WHAT THE TASK ASKS:
Gather every line in the data below that contains the string "concrete", and copy each of those lines out whole. Matching is case-sensitive, so a line counts only if its capitalization is the same.

SUPPLIED MATERIAL:
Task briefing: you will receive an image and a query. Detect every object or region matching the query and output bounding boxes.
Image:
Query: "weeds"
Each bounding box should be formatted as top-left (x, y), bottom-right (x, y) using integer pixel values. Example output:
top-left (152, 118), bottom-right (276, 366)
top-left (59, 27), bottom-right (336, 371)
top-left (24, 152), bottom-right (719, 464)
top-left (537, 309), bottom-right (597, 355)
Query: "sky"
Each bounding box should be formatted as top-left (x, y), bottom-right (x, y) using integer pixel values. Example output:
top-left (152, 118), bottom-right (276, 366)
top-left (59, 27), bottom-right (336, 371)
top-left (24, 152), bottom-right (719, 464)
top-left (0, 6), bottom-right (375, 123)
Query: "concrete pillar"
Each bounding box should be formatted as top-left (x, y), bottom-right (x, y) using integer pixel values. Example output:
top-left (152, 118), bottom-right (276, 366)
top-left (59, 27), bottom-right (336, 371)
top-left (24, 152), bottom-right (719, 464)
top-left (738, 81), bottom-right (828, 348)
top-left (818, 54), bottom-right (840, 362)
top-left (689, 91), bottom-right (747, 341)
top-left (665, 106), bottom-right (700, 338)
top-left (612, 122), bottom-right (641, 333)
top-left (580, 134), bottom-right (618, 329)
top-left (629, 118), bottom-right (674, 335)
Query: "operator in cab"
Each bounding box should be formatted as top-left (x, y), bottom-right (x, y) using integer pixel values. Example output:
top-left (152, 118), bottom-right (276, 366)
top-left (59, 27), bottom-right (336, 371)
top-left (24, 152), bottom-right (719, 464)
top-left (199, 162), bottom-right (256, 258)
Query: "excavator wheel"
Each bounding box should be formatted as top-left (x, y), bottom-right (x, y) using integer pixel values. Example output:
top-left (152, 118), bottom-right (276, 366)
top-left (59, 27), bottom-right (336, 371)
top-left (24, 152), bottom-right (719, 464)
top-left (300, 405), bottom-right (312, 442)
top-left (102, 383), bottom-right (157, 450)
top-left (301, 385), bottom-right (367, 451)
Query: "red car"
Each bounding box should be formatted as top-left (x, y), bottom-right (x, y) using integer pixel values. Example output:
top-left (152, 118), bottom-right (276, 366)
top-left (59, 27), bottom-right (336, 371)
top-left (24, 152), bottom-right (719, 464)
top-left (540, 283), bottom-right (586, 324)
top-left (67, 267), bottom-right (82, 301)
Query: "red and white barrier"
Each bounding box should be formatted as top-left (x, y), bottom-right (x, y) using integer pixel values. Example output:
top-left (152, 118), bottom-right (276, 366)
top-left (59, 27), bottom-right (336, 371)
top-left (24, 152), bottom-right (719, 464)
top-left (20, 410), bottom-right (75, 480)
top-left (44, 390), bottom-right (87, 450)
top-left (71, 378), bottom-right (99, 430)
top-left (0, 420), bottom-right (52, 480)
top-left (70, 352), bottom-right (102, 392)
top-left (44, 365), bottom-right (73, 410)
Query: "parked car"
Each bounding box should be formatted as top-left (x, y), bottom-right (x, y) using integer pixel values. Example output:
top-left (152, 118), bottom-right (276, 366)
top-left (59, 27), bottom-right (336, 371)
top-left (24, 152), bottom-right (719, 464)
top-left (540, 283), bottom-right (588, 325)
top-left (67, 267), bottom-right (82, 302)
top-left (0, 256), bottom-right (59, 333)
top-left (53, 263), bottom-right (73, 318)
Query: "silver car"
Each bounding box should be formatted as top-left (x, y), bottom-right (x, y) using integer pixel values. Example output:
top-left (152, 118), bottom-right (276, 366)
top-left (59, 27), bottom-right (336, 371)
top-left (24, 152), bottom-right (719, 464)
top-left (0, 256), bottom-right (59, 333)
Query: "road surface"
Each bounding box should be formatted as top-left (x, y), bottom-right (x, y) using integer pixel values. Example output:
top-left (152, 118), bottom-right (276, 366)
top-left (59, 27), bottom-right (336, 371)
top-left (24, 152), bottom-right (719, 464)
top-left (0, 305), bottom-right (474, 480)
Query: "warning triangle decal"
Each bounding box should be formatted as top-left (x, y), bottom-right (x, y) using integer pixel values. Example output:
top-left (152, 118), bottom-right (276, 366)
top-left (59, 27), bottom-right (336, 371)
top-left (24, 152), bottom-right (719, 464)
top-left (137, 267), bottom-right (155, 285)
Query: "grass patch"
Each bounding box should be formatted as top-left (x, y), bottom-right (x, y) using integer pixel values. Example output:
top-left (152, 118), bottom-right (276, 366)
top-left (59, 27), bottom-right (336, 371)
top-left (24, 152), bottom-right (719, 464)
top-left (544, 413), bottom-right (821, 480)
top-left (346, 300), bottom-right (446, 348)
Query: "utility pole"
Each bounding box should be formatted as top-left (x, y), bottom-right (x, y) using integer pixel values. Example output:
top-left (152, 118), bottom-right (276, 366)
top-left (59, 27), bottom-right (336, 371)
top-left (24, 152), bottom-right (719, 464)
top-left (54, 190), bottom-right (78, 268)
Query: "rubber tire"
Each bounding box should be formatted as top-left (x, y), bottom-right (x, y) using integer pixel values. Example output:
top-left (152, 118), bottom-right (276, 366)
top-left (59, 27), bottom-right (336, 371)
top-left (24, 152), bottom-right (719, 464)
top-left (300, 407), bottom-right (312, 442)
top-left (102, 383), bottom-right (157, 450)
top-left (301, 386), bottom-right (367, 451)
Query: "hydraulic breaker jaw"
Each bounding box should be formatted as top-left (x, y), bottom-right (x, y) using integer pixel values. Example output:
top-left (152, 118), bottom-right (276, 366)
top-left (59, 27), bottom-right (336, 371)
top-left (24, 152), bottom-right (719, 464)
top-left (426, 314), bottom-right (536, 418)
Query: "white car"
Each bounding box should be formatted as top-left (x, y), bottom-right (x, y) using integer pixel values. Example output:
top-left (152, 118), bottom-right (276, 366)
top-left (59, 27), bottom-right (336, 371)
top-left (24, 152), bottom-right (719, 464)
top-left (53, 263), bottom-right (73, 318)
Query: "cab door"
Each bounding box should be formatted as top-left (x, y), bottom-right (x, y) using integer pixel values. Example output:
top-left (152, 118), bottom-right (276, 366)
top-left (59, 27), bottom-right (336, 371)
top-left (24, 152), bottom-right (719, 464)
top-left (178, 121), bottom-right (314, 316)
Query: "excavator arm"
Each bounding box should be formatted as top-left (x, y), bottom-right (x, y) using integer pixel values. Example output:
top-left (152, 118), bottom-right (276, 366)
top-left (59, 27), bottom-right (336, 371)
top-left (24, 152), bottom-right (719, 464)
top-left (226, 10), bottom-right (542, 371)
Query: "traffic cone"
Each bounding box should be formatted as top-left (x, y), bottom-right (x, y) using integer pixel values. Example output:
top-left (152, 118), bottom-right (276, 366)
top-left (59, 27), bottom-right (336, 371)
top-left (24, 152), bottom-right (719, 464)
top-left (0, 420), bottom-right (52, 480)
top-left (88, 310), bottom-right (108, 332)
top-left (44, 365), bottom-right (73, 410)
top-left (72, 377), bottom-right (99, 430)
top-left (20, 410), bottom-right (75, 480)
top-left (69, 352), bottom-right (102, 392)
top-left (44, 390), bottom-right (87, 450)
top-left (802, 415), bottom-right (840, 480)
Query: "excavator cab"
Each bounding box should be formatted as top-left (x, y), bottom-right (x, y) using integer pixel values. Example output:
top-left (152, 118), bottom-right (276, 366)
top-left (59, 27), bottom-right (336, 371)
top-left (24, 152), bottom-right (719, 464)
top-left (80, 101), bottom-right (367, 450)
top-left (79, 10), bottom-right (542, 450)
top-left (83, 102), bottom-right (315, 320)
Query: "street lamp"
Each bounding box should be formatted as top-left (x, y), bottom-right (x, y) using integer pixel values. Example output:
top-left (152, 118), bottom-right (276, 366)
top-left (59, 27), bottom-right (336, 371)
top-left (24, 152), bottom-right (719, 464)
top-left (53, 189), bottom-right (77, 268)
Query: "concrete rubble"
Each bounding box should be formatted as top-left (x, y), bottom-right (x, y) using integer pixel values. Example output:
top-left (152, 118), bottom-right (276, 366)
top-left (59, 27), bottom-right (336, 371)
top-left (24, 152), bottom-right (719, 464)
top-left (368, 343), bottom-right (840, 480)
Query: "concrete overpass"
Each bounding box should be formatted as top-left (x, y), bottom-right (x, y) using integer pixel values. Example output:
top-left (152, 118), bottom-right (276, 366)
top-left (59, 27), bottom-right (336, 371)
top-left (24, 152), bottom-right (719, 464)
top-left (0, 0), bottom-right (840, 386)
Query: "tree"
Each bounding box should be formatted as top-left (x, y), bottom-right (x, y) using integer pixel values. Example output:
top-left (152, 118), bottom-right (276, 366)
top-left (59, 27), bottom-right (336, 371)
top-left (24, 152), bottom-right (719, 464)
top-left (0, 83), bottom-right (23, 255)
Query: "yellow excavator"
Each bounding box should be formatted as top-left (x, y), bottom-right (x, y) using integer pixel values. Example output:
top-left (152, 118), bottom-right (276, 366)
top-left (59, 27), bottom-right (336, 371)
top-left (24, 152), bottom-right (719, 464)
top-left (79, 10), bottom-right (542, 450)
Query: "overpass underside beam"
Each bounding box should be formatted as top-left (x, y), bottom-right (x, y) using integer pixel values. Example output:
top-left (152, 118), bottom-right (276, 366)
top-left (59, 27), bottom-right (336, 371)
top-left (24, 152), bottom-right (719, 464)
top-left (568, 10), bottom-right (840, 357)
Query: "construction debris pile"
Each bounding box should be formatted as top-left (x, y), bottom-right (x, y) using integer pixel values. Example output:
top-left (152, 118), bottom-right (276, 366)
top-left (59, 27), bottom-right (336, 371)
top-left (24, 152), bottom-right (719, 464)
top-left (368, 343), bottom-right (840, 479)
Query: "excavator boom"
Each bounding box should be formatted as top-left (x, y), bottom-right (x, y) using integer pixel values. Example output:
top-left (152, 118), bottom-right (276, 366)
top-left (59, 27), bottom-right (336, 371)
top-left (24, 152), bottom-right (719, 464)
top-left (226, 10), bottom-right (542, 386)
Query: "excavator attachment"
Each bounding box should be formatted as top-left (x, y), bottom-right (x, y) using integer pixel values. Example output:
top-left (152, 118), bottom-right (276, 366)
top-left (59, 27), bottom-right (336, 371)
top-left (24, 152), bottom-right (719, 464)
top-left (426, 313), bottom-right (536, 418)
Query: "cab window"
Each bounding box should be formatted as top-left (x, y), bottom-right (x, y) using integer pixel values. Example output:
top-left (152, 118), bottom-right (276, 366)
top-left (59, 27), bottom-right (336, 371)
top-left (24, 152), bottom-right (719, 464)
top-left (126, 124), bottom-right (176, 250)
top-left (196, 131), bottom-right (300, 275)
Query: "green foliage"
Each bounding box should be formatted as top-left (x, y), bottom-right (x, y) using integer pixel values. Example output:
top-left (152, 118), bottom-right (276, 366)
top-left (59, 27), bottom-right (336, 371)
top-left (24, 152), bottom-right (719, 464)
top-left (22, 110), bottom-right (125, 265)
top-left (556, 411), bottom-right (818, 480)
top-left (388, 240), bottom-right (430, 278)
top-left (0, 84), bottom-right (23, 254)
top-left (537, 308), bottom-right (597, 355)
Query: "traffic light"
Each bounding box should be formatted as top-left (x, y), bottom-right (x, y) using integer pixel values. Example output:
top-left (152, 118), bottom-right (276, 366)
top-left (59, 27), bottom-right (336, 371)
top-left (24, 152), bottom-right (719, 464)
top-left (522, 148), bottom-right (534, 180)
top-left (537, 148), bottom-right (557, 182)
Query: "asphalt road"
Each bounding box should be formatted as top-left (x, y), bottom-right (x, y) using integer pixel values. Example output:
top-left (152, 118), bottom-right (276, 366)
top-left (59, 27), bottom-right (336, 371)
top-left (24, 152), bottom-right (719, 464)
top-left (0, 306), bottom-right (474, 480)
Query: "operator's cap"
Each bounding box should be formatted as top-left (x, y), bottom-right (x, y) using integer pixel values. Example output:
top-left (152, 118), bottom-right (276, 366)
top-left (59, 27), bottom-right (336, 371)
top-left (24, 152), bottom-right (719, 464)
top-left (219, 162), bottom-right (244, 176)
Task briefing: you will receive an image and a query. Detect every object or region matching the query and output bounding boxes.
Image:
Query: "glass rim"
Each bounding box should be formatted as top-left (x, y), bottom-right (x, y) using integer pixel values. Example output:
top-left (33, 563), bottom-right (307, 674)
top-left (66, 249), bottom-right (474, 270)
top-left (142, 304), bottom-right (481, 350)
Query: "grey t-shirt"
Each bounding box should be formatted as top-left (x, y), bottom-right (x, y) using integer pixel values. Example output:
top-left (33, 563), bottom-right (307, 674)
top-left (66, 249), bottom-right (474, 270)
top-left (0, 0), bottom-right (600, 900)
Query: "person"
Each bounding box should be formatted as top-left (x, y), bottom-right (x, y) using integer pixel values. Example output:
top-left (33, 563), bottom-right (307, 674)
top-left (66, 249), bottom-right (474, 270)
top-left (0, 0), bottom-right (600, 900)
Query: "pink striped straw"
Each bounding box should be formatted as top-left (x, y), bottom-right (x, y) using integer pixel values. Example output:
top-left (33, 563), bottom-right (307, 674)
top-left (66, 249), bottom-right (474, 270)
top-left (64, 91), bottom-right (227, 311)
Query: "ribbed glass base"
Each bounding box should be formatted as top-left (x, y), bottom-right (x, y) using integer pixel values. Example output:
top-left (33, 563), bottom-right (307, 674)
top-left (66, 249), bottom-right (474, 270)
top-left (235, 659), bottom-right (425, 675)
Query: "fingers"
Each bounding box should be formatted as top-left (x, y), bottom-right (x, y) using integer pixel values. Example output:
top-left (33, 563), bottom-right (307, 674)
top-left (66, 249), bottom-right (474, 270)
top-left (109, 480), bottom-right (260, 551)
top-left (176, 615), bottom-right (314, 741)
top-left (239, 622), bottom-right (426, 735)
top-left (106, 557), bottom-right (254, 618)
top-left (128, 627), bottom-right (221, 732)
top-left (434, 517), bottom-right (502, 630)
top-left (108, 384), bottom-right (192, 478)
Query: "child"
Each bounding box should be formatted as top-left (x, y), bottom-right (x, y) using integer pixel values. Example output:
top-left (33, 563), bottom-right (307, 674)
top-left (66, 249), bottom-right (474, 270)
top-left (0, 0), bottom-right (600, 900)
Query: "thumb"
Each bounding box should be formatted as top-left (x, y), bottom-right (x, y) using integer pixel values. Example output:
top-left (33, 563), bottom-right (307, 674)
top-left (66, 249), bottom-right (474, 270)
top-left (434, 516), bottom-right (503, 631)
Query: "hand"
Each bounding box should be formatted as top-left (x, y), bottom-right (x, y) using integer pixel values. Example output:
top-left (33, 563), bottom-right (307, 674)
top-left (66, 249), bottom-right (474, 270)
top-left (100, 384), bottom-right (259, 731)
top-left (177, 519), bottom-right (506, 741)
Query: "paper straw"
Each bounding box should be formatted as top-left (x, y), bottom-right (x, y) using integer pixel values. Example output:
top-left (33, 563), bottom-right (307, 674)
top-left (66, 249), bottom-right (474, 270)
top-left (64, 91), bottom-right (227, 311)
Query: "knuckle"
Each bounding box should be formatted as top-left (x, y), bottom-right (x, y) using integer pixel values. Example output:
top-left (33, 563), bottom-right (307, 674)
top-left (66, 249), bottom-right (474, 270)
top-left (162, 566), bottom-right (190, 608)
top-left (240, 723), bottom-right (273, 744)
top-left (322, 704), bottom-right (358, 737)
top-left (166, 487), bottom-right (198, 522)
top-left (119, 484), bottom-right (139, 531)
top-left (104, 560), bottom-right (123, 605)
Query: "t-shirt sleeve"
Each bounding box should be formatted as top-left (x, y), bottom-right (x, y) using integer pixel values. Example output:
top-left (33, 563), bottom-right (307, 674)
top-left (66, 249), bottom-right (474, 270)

SOLUTION TO THE EXERCISE:
Query: "concrete pillar"
Query: "concrete rubble"
Query: "concrete overpass"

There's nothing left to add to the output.